**EXERCISE DIRECTIONS:** Please repeat the data from the line with "Detect crane's head in this scene." to the line with "[253,316,307,322]", substituting "bird's" for "crane's" and keeping everything else unchanged. Leave the pictures out of your answer.

Dataset rows
################

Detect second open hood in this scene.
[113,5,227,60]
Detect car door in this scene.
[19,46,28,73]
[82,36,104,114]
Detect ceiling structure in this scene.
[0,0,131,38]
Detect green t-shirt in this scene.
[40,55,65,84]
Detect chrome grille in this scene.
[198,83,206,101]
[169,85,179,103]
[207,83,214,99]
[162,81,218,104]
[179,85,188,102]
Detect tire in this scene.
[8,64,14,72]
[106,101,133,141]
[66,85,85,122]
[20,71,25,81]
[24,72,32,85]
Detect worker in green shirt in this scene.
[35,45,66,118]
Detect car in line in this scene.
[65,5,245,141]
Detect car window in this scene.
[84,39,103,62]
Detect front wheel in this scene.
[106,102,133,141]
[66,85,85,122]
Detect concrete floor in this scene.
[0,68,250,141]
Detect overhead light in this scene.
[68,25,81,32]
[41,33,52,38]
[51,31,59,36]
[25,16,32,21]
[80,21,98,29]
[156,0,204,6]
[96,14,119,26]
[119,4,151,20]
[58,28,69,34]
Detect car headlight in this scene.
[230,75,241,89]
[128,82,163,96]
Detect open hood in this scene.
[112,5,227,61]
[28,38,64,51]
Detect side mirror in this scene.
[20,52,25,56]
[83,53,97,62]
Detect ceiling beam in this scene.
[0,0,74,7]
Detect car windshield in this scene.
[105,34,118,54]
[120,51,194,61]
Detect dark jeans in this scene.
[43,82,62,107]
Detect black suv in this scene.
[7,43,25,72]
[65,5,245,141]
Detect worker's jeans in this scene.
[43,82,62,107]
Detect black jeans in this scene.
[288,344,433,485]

################

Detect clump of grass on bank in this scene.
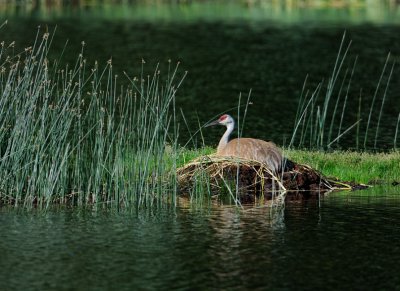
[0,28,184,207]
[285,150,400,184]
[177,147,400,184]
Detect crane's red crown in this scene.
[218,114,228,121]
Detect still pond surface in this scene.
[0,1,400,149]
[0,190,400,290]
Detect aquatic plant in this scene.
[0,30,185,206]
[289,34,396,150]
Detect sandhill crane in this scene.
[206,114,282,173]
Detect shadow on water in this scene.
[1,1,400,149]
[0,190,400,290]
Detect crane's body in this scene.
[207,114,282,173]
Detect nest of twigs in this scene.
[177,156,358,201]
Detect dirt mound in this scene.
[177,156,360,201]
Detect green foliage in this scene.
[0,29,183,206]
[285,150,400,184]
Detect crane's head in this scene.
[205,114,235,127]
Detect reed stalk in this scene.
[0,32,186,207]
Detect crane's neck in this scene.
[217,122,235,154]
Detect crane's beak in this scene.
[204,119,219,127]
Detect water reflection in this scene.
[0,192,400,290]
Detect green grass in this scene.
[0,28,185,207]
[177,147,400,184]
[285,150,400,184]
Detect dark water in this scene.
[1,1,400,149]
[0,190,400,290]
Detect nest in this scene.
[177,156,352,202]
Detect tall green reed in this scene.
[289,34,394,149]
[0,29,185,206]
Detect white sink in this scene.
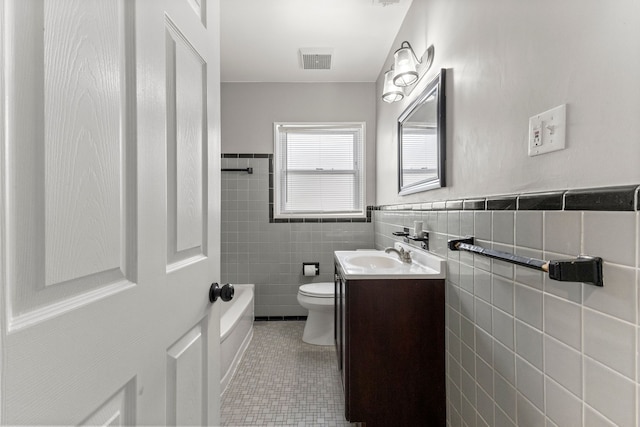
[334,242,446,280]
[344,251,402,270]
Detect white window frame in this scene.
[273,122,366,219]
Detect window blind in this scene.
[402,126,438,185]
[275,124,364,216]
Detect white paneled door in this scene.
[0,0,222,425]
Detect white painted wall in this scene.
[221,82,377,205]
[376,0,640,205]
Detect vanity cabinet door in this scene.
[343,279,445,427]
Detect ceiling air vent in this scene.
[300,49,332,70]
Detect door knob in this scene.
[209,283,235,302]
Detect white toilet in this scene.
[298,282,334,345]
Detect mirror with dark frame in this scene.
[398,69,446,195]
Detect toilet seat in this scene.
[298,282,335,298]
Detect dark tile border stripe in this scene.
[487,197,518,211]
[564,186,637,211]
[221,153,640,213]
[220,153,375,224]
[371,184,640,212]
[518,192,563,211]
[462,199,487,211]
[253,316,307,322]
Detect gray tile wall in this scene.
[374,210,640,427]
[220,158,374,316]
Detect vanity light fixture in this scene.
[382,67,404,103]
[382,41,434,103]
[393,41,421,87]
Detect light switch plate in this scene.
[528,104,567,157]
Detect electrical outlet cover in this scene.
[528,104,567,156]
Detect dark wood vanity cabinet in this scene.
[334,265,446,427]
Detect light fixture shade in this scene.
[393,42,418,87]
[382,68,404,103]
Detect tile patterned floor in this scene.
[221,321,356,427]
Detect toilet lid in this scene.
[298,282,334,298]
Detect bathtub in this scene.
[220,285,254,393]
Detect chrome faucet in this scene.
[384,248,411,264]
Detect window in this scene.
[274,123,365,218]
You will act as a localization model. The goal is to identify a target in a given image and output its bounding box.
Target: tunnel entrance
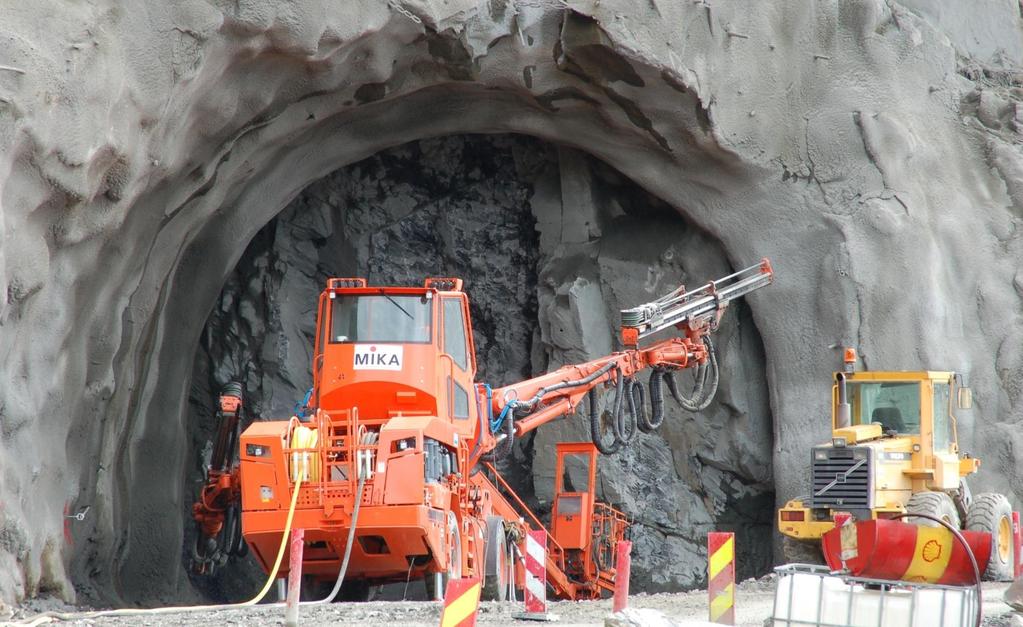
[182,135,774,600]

################

**RESULT BELOW:**
Detect bird's head in this scene.
[205,114,235,127]
Detect reed stalk in this scene.
[0,32,186,207]
Detect bird's neck in this scene.
[217,122,235,154]
Detect bird's beak in this scene.
[204,119,219,127]
Detect water reflection in this scene.
[0,192,400,290]
Detect green grass in this scene.
[0,28,185,207]
[177,147,400,184]
[285,150,400,184]
Detect dark water in this scene.
[1,1,400,149]
[0,190,400,290]
Detect nest in this scene.
[177,156,352,202]
Detect tall green reed in this scene.
[289,34,394,149]
[0,29,185,206]
Detect white sink in this scene.
[334,242,446,280]
[344,251,402,270]
Detect white window frame in this scene.
[273,122,366,219]
Detect window blind in this scene.
[402,126,438,185]
[275,124,364,216]
Detect white paneled door in this scene.
[0,0,222,425]
Detect white painted wall in this scene.
[221,82,377,205]
[376,0,640,205]
Detect vanity cabinet door in this scene.
[343,279,445,427]
Detect ceiling air vent in this scene.
[300,49,332,70]
Detect door knob in this scene.
[209,283,235,302]
Detect white toilet in this scene.
[298,282,334,345]
Detect mirror with dark frame in this scene.
[398,69,446,195]
Detect toilet seat in this scene.
[298,282,335,298]
Detect dark tile border stripe in this scene.
[487,197,518,211]
[564,186,637,211]
[221,153,640,213]
[220,153,375,224]
[371,184,640,212]
[518,192,563,211]
[462,199,487,211]
[253,316,307,322]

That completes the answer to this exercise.